=== INFORMATION GIVEN ===

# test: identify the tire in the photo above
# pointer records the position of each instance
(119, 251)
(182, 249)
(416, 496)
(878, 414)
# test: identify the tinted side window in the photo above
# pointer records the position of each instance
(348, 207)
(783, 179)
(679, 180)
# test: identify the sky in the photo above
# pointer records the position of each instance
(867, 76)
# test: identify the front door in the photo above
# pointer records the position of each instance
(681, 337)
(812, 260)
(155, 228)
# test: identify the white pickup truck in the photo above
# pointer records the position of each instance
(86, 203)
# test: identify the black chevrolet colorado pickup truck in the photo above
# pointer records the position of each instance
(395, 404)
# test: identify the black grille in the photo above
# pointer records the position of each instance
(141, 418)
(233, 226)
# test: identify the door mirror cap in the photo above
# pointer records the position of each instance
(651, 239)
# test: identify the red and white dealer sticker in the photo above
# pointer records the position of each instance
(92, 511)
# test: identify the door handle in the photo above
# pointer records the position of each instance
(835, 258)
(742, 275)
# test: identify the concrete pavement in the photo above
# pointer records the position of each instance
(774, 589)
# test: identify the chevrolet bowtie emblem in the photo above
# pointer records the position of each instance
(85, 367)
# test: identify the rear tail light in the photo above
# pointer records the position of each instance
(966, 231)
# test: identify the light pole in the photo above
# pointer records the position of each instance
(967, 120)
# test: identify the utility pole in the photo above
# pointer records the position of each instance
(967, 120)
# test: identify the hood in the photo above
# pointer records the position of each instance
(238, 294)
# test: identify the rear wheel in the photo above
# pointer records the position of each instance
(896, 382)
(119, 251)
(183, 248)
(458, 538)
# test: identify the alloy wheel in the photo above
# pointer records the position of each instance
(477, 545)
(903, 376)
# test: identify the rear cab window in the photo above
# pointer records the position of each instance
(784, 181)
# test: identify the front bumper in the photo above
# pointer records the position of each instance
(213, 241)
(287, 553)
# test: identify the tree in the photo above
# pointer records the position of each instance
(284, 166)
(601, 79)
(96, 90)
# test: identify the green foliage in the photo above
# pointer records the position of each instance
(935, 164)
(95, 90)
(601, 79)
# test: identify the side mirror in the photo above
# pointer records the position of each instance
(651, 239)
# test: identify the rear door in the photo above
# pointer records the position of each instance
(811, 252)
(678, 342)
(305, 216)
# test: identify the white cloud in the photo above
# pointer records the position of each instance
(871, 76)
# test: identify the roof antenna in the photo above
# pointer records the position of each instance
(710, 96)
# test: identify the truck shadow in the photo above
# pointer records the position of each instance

=== TO BE DONE ===
Copy the records word for word, starting at the line that contains "# test: identify the rear cab" and continuing through the end of the records, including both the first and last lines.

=== THE REPLY ===
# test: identify the rear cab window in the photo above
# pointer records the position of each instance
(784, 181)
# test: identify the front bumper in the photo above
# pointer records the position of each instance
(213, 241)
(287, 553)
# test: identify the tree in the photo above
# pointer records the position of each instance
(284, 166)
(601, 79)
(96, 90)
# test: identify the green foliage in the photo above
# pointer records the position of each instance
(935, 164)
(95, 90)
(601, 79)
# test: identify the side mirror in the photo above
# pointer records the position of each instance
(651, 239)
# test: identify the rear door in the photo above
# pointer records the position of each instance
(811, 252)
(678, 342)
(305, 216)
# test: identify the white cloud in the photo above
# pointer records the position of each instance
(871, 76)
# test: identify the roof antenna in the photo above
# pointer records the position of each instance
(710, 96)
# test: identify the truck shadow in the photo above
# pointer records the position of each instance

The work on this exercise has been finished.